→ WHAT TO PRODUCE
Convert everything in the records from the line containing "From the UI captured above, find the beech" down to the line containing "[973,459,1481,481]", both included, into a JSON list of strings with one string per line and blank lines left out.

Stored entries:
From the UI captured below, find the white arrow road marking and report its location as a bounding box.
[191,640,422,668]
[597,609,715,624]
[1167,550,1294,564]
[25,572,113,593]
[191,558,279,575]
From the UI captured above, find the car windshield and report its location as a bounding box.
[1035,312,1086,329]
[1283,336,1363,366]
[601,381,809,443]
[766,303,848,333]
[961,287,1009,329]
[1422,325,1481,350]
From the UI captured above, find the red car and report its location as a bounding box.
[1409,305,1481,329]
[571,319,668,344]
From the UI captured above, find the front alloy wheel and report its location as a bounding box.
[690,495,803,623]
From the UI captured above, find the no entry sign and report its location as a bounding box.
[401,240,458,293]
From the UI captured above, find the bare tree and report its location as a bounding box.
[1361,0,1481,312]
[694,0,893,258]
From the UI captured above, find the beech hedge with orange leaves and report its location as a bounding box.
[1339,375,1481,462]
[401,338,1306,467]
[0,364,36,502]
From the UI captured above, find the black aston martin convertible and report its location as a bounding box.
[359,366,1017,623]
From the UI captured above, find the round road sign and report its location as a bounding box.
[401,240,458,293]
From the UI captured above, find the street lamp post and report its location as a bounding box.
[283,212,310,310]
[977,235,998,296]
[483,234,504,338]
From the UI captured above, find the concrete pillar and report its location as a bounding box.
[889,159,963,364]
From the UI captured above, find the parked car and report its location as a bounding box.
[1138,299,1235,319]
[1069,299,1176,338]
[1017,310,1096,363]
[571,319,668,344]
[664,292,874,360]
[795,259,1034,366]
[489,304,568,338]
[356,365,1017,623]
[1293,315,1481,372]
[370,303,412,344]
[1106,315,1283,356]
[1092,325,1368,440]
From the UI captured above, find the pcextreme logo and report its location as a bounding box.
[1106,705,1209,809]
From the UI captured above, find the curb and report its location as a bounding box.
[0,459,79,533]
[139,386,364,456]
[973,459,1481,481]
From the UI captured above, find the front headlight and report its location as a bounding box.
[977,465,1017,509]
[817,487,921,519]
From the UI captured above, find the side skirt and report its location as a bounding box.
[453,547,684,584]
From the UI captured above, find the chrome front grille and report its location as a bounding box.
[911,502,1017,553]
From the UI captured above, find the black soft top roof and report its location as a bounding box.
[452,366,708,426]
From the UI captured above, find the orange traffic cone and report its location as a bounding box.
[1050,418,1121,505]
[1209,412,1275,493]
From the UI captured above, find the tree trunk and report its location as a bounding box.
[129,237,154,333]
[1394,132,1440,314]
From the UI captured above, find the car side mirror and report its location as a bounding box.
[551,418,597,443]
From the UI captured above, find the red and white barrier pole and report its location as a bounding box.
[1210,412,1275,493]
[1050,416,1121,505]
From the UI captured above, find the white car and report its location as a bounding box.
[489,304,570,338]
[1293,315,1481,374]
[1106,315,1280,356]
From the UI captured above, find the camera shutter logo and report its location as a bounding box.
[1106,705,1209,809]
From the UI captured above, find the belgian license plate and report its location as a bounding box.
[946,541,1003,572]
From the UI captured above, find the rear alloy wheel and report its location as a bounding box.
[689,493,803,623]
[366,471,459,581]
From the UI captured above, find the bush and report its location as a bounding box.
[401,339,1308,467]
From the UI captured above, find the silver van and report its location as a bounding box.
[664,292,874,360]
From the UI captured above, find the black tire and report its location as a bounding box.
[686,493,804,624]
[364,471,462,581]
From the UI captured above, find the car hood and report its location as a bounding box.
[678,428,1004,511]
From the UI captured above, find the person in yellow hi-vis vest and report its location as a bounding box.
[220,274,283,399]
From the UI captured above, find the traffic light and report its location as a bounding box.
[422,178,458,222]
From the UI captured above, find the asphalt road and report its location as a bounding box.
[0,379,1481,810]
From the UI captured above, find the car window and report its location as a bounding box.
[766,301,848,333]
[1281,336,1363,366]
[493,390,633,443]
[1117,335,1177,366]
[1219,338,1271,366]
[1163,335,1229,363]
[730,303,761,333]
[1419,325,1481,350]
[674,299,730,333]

→ THE RESULT
[
  "From the UI captured above, find the beech hedge with orange leaves and report its location as a bounding box.",
  "[1339,375,1481,462]",
  "[401,338,1306,467]",
  "[0,364,36,502]",
  "From the UI captured above, find the black aston martin convertible and report its location as a bounding box.",
  "[359,366,1017,623]",
  "From the UI captured above, find the round road sign and report its location as a bounding box.",
  "[401,240,458,293]",
  "From the UI captured above, find the street lamp post and report its location as a bounding box.",
  "[283,212,310,310]",
  "[977,235,998,296]",
  "[483,234,504,338]",
  "From the UI captured above, find the concrete pillar and report its location as a bounding box.",
  "[889,159,963,364]",
  "From the UI captured above, find the parked car and report its location as a bounding box.",
  "[1138,299,1235,319]",
  "[1069,299,1176,338]",
  "[1017,310,1096,363]",
  "[571,319,668,344]",
  "[664,292,874,360]",
  "[795,259,1034,366]",
  "[489,304,568,338]",
  "[356,365,1017,623]",
  "[1293,315,1481,372]",
  "[370,303,412,344]",
  "[1106,315,1283,356]",
  "[1092,325,1368,440]",
  "From the UI captured above, find the pcextreme logo and report its location as a bounding box.",
  "[1106,705,1209,809]",
  "From the UI captured above, find the curb and report its location as a bounding box.",
  "[0,459,79,533]",
  "[139,386,364,456]",
  "[973,459,1481,481]"
]